> _PROBLEM DESCRIPTION_
Write out the records again, exactly, leaving none out.

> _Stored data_
[Start of Attachment]

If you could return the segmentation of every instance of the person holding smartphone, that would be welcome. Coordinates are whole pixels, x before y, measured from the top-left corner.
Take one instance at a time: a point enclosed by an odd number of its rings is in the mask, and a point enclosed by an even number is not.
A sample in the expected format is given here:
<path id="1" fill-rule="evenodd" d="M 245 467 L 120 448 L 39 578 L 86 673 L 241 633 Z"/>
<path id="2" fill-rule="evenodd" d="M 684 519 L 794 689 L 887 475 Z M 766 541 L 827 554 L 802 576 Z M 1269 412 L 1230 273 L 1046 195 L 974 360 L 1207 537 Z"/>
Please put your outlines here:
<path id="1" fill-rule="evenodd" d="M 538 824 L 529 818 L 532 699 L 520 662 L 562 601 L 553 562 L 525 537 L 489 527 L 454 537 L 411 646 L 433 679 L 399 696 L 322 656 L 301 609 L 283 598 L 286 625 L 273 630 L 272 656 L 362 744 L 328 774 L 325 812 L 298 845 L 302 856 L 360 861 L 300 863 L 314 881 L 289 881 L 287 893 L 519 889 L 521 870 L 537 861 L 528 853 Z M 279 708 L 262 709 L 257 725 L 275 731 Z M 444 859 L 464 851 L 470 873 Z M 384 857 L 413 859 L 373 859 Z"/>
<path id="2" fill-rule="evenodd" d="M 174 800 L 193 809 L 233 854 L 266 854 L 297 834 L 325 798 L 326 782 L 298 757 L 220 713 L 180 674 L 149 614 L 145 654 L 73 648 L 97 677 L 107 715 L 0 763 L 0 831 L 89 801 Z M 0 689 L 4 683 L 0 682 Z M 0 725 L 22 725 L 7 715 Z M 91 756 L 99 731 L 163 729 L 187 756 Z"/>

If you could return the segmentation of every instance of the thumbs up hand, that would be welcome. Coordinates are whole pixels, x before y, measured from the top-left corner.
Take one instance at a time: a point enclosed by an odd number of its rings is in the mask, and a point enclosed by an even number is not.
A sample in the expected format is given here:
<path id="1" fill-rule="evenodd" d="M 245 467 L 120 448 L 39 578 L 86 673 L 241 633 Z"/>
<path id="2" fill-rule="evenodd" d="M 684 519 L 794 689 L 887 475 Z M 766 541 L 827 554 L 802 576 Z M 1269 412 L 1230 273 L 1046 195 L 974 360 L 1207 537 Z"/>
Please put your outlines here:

[End of Attachment]

> _RESPONSE TO THIS TASK_
If you could return the segmentation of every instance of the person holding smartphone, that would be welcome. Coordinates are whole pixels, x before y, measured from the top-left corner.
Take one instance at a time: a point enclosed by an odd number of its rings is in the mask, and a point enclosed by an even number is not.
A sample in the expected format is given here:
<path id="1" fill-rule="evenodd" d="M 245 467 L 120 448 L 39 578 L 86 673 L 241 633 Z"/>
<path id="2" fill-rule="evenodd" d="M 684 519 L 794 689 L 887 475 Z M 766 541 L 827 554 L 802 576 Z M 1269 412 L 1230 273 L 1046 195 L 974 360 L 1207 537 Z"/>
Please put your outlines here:
<path id="1" fill-rule="evenodd" d="M 538 824 L 529 818 L 532 699 L 520 662 L 562 601 L 553 562 L 525 537 L 489 527 L 454 537 L 411 646 L 433 679 L 399 696 L 322 656 L 301 609 L 283 598 L 286 625 L 273 630 L 272 656 L 362 744 L 328 774 L 325 812 L 298 845 L 302 856 L 360 861 L 300 863 L 314 881 L 289 881 L 287 893 L 519 889 L 521 870 L 537 861 L 528 853 Z M 279 708 L 262 709 L 257 725 L 275 731 Z M 444 859 L 464 851 L 470 873 Z M 384 857 L 413 859 L 373 859 Z"/>
<path id="2" fill-rule="evenodd" d="M 174 800 L 193 809 L 233 854 L 266 854 L 297 834 L 325 798 L 326 782 L 298 757 L 220 713 L 180 674 L 149 614 L 145 654 L 73 648 L 97 677 L 107 715 L 0 763 L 0 831 L 89 801 Z M 0 689 L 4 683 L 0 682 Z M 0 725 L 22 725 L 7 715 Z M 91 756 L 99 731 L 163 729 L 187 756 Z"/>

If you could return the segmentation of every instance of the thumbs up hand, that would be welcome. Coordinates are whole pixels, x before y, measured from the top-left corner.
Take one instance at a time: a point enclosed by an odd number of its rings is in the mask, and a point enclosed by an even number is not.
A sample in the expected format is given here:
<path id="1" fill-rule="evenodd" d="M 245 467 L 120 448 L 39 578 L 86 673 L 241 633 Z"/>
<path id="2" fill-rule="evenodd" d="M 684 519 L 794 689 L 887 475 Z M 766 541 L 827 554 L 802 576 Z M 1269 412 L 1230 273 L 1046 195 L 974 360 L 1207 537 Z"/>
Please put your outlines here:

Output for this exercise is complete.